======== Raw records
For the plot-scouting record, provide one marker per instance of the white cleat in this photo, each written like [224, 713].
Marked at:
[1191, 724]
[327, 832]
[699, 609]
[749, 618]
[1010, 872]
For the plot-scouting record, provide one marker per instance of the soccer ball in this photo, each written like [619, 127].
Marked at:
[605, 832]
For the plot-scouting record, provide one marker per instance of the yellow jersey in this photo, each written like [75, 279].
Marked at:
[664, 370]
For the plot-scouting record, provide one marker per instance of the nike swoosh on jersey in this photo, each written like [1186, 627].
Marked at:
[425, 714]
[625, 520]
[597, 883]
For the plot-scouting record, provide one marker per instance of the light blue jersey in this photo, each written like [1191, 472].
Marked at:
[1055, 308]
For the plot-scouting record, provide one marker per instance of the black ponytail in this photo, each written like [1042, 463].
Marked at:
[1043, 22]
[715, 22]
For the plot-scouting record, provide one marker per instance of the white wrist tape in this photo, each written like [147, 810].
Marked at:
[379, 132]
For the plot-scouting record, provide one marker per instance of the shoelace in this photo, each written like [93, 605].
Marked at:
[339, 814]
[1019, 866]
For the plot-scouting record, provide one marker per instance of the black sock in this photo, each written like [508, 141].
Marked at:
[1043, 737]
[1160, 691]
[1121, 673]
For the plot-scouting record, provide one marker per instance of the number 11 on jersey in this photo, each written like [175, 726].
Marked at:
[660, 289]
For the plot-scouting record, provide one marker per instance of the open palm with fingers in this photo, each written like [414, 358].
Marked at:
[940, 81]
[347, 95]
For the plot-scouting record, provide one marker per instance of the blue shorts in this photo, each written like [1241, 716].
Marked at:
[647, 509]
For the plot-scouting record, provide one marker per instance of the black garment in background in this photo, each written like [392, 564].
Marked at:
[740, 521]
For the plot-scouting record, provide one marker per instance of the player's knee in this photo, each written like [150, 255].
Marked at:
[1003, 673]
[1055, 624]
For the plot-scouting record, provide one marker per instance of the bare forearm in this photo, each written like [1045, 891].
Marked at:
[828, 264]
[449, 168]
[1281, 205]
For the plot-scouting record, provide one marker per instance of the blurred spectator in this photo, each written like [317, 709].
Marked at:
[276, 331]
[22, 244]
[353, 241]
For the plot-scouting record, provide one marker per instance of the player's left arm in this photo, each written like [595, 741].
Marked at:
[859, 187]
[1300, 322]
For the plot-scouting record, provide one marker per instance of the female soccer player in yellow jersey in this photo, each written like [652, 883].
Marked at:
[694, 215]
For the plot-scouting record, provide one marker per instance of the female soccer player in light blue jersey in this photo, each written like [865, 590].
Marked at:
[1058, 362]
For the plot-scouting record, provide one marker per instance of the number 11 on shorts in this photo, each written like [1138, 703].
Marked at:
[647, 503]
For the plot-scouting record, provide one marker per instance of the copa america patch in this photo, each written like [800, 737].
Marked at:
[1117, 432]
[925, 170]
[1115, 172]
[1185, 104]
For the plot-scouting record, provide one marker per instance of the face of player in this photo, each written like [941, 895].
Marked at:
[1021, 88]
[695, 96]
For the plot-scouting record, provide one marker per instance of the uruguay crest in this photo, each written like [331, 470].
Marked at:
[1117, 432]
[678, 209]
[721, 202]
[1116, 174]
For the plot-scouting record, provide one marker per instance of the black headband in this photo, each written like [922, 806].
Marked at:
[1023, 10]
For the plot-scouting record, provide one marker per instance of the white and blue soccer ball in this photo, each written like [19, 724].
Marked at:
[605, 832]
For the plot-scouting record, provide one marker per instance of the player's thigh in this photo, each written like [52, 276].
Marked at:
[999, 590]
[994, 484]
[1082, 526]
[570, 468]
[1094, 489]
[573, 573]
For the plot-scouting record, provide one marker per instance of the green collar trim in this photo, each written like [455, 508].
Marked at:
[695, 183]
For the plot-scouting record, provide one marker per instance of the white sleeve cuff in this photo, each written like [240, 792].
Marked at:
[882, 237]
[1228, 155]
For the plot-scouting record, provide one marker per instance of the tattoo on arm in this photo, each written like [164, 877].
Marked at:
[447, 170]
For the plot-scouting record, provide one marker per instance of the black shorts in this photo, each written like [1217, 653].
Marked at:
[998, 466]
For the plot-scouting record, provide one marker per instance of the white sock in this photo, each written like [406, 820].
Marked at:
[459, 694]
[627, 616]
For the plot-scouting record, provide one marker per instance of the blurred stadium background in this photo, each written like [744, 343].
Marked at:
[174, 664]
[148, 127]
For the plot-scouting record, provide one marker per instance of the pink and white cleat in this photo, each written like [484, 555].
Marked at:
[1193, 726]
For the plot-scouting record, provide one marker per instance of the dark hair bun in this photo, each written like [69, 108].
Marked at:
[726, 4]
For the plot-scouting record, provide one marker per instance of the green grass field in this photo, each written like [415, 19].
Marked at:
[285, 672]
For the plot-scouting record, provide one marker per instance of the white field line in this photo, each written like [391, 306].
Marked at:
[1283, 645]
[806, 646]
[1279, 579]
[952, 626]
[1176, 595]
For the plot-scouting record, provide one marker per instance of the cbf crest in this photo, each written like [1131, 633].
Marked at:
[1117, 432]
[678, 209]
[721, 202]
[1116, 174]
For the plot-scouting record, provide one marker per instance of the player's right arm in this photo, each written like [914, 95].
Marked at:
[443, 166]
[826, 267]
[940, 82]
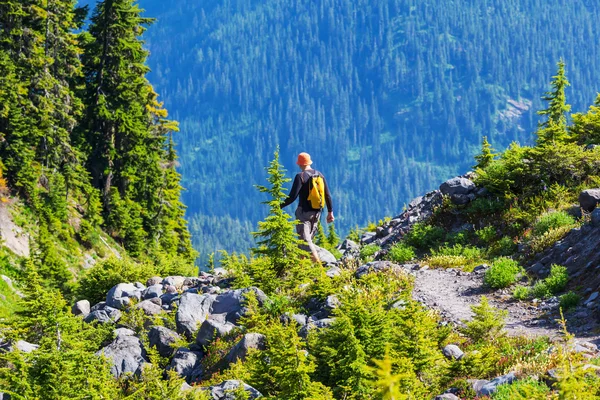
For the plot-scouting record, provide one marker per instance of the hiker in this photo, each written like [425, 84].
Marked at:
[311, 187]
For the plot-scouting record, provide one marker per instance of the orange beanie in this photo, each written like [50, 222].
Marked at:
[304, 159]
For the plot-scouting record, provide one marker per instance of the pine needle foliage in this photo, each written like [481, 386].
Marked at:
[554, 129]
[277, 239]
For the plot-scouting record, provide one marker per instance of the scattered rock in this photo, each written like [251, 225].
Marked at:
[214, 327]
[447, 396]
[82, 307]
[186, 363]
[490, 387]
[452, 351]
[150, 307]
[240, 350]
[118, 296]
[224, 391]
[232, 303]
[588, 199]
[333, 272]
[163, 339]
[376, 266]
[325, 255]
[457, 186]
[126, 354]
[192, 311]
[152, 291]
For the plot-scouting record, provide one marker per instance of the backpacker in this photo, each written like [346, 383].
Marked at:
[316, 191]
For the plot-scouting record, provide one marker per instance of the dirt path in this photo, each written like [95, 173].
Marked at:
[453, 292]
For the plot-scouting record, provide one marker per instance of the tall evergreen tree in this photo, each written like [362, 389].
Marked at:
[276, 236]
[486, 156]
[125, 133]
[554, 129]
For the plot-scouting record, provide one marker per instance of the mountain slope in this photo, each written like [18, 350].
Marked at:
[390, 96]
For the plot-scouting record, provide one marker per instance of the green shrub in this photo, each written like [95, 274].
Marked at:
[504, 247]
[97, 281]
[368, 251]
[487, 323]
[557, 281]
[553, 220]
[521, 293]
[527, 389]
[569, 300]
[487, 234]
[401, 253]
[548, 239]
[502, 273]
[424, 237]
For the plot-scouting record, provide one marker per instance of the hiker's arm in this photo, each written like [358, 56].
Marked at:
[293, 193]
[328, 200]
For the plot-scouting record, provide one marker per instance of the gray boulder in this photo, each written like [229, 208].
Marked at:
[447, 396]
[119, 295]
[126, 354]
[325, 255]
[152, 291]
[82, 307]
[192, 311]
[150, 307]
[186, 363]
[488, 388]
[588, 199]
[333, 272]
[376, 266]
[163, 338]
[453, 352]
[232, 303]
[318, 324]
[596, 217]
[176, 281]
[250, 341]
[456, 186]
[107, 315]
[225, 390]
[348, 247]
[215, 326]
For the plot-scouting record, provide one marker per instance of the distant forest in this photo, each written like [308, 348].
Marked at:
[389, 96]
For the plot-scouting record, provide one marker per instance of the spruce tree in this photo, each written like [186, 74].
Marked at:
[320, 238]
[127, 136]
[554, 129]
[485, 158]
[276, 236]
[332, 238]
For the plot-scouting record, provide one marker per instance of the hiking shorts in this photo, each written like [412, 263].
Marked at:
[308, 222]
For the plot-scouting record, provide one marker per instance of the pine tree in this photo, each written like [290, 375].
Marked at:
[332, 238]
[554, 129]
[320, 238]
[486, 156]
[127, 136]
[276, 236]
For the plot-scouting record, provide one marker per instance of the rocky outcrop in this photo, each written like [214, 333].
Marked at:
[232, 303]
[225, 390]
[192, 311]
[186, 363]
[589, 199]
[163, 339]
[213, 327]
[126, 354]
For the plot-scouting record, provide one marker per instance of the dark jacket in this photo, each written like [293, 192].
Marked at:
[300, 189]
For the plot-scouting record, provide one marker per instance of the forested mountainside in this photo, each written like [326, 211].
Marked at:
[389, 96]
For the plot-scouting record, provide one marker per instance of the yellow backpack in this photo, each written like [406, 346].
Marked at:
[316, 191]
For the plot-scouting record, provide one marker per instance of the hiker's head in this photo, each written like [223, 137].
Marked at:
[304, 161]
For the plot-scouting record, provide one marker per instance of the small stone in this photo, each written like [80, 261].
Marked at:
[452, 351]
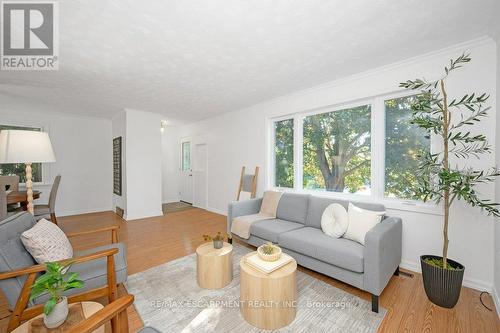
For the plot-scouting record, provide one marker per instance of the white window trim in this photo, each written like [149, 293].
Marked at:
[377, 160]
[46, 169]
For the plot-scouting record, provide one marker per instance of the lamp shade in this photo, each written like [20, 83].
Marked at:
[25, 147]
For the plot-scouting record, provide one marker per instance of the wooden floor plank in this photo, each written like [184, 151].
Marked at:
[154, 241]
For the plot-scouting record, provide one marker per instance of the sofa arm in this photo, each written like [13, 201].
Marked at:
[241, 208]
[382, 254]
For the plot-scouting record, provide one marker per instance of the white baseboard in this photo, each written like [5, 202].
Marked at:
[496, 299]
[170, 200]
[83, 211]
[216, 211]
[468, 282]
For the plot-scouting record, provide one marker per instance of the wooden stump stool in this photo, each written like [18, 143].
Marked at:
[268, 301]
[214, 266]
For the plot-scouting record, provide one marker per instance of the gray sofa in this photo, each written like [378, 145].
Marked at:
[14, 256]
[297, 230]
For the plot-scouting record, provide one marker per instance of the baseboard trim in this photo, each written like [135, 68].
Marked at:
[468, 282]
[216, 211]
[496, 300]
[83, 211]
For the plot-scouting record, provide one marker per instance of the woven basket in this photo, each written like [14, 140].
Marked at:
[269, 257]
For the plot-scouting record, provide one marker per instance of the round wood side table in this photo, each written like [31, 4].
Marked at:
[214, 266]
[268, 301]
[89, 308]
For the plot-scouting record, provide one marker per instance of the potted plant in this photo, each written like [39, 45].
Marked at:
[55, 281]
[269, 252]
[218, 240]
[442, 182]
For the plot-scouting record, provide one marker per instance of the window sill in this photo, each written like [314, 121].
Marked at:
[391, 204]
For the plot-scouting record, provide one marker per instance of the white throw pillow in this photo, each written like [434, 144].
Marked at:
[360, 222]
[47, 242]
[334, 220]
================
Exercise directions> Retype without any changes every line from the one that contains "like [314, 121]." through the last line.

Task answer>
For the plot-scouting record, provide one marker per instance of the window sill in this photo, each written like [314, 121].
Marked at:
[391, 204]
For the plot-scouting record, provide one marker per instance of the white throw pillow in this photo, each written like [434, 144].
Marked at:
[360, 222]
[47, 242]
[334, 220]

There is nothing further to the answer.